Written task 1:
Answer these questions using the text about Odd and the Frost Giants:
(a) What caused Odd to be lame?
(b) Which animal leads Odd to the bear?
(c) Who trapped the gods in animal bodies?

Text to read:
§

Odd and the Frost Giants

Odd and the Frost Giants

Odd, what a name. The poor kid. He’s unlucky too. His Dad is dead and his mother has re-married someone Odd doesn’t like (and the feeling is mutual). He’s lame because a tree fell on him and most people around him think he’s useless because of that. And to top if off, Spring won’t come. Odd’s town has had winter stretching on for days with no sign of better weather. One day Odd decides to head to a cabin of his father’s in the woods. He’s had it with the frustrations in his life and figures anywhere is better than where he’s at.

In the woods a fox leads Odd to a bear stuck in a tree. There is also an eagle circling over the bear. After freeing the bear Odd discovers that the three animals are traveling together. They are really the Norse gods Thor, Loki and Odin. A Frost Giant has trapped the gods in animal bodies and is also responsible for the winter weather in Odd’s village.

§

Written task 2: Resize the records in the stretch from the line containing "white plate, giving" through the end of the records, both ends included, by repeating those lines with their requests and multiplying each answer coordinate by 1.95, rounded to whole numbers with halves up. Leave the numbers in the requests and their sample points unchanged.

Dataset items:
§

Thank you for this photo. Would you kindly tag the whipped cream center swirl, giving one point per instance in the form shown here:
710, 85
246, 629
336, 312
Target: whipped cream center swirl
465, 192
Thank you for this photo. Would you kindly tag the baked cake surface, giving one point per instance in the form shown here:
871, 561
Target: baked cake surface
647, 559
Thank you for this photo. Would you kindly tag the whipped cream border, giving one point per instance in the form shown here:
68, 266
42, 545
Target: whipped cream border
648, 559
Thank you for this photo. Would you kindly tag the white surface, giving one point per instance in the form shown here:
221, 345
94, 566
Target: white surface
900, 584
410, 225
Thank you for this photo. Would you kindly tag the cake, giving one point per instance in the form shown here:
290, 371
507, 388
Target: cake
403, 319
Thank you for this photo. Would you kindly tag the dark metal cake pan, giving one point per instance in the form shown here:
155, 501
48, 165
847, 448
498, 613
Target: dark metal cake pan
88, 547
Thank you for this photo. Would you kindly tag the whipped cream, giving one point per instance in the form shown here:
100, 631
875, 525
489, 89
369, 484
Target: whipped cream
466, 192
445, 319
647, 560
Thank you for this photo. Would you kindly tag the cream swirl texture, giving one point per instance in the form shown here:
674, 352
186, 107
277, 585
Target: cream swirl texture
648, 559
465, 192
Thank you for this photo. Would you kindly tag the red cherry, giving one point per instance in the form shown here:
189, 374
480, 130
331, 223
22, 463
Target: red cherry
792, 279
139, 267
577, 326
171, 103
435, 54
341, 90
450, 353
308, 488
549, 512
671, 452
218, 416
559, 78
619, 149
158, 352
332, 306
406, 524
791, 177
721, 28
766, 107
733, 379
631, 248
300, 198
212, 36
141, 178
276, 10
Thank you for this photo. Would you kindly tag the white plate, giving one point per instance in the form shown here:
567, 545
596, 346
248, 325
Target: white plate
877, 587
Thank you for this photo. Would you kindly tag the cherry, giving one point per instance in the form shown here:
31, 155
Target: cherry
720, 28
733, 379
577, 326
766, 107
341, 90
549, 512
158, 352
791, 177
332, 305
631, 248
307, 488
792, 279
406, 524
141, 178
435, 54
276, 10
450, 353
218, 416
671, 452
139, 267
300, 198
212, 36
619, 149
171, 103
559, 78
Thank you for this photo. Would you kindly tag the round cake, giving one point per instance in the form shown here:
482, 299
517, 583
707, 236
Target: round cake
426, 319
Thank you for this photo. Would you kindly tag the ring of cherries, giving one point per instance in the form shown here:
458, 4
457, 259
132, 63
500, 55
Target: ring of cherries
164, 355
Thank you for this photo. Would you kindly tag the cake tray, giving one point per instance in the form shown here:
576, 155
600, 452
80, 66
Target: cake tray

§

Correct output 1:
(a) A tree fell on him.
(b) A fox.
(c) A Frost Giant.

Correct output 2:
Thank you for this photo. Would you kindly tag the white plate, giving one point per instance in the form shown here:
567, 545
596, 346
248, 325
Target: white plate
1710, 1145
Thank you for this photo. Would you kindly tag the cherry, giving one point per instance in the form shown here:
31, 155
Target: cherry
1404, 55
1429, 739
1125, 636
1494, 209
665, 176
1071, 998
308, 686
1542, 345
647, 595
1230, 484
599, 952
1544, 544
792, 1022
275, 347
848, 105
538, 20
878, 688
425, 811
1308, 881
271, 521
585, 386
413, 70
1207, 291
333, 201
1090, 152
Thank you for this photo. Would you kindly tag the round cake, giving one point per instance in the form shown here:
482, 299
517, 583
707, 236
Target: round cake
831, 622
Thank you for this photo. Would you kindly tag the ring of cherries, giving one point per instance in the form shown here:
458, 4
457, 259
132, 63
500, 55
Target: ring of cherries
320, 692
Thank you for this photo. Would you kindly tag the cake tray, giving one point per instance in the form shown here:
576, 155
600, 452
80, 66
Target: cake tray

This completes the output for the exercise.